### EXERCISE AIM:
Return each entry below word for word, leaving out any image.

### SOURCE MATERIAL:
######
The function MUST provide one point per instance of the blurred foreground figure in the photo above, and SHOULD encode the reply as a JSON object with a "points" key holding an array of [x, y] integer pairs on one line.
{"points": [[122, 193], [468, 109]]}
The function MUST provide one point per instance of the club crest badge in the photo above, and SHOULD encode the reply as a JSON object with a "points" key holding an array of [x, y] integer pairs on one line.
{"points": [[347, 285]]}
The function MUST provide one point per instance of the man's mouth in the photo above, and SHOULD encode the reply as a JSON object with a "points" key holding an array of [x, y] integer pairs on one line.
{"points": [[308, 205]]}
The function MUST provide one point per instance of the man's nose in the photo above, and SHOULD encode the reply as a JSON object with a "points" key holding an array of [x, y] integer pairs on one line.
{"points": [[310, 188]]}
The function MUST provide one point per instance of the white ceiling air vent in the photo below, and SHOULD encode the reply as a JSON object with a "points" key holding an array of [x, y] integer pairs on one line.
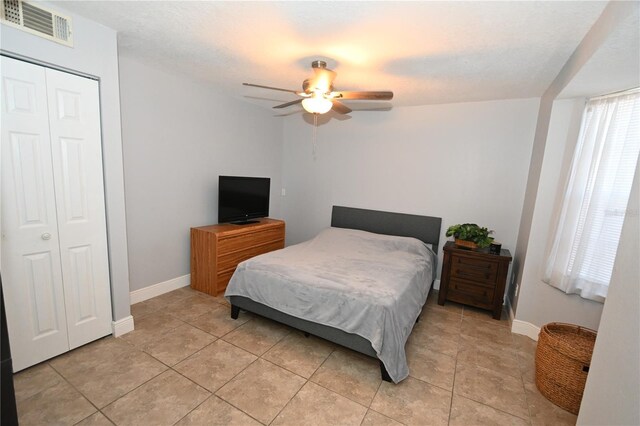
{"points": [[36, 20]]}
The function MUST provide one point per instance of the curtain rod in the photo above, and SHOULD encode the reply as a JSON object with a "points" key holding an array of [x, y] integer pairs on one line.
{"points": [[619, 93]]}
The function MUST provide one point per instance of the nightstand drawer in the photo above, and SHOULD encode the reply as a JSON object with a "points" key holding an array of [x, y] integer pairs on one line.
{"points": [[466, 292], [474, 269]]}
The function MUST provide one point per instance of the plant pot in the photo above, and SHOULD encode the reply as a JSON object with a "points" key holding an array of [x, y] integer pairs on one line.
{"points": [[466, 244]]}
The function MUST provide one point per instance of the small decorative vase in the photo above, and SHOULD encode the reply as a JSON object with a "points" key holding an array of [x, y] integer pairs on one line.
{"points": [[466, 244]]}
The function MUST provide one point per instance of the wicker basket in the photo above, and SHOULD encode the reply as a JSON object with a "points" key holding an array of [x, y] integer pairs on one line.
{"points": [[563, 357]]}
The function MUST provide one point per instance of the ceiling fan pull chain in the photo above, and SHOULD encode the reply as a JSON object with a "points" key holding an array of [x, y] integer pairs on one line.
######
### SOLUTION TO THIS EXERCISE:
The function MUST provide one point per instance of the blurred foreground figure in the photo above, and SHOULD encode the reply as a JSON object with a "points" key holding an array of [x, y] integer pairs on one line.
{"points": [[122, 193], [468, 109]]}
The function MUST provide one point per instance of the club crest badge in the photo above, and SHOULD encode the reply as a JSON object with a "points" key holding an array of [x, y] integer pairs on one line.
{"points": [[347, 285]]}
The function MUST provide one point per instance of the man's mouth in the photo above, and SHOULD encode the reply as a JSON object with a "points" key holding an array of [x, y] integer pairs on one line.
{"points": [[308, 205]]}
The function MUST provide one point per instance of the man's nose in the photo above, and SHOULD encode the reply as a JSON object with a "points" key holding an array of [x, y] integer pairs on one line.
{"points": [[310, 188]]}
The function MUST provide one point per instance of the white ceiling air vent in the photo below, and SHOULD encode the reply as a JSON object with a "points" key holding an array of [x, y] integer pairs on one line.
{"points": [[36, 20]]}
The function MUST provide one point per instance of the curtain rod in the photo above, and SHOULD encode the reply as a JSON object with a "points" key holding an array of [x, y] integer pairs on one line.
{"points": [[619, 93]]}
The function MUST provide one point per instance of the nightstand drawer in the photo above, and SHOULD encode the reply as a JSON object with a "points" key holding an array of [x, y] integer pairs on one line.
{"points": [[466, 292], [474, 269]]}
The function MUST provide one point per instance of the plant pot in the photo above, and SHOULD encode the reply as a JSON object with a "points" key holding an array of [x, y] integer pairs on one line.
{"points": [[466, 244]]}
The function MUST provide one point per instance of the small decorative vase in the photo above, and SHOULD encode the reply as a JSON object with a "points" key holding an array of [x, y] integer pairs on one line.
{"points": [[466, 244]]}
The function MUST provide one point per instance of the wicker basket in the photo above, and SHOULD encode the reply as a JSON object with a "points" key holding an array of [x, y] integer pairs on one line.
{"points": [[563, 357]]}
The function MUST provide one point per instance of the ceiling fan pull chain in the photo above, and SHOULD encode the reply as a JSON object with a "points" key holding an array of [x, y] integer pairs on one line.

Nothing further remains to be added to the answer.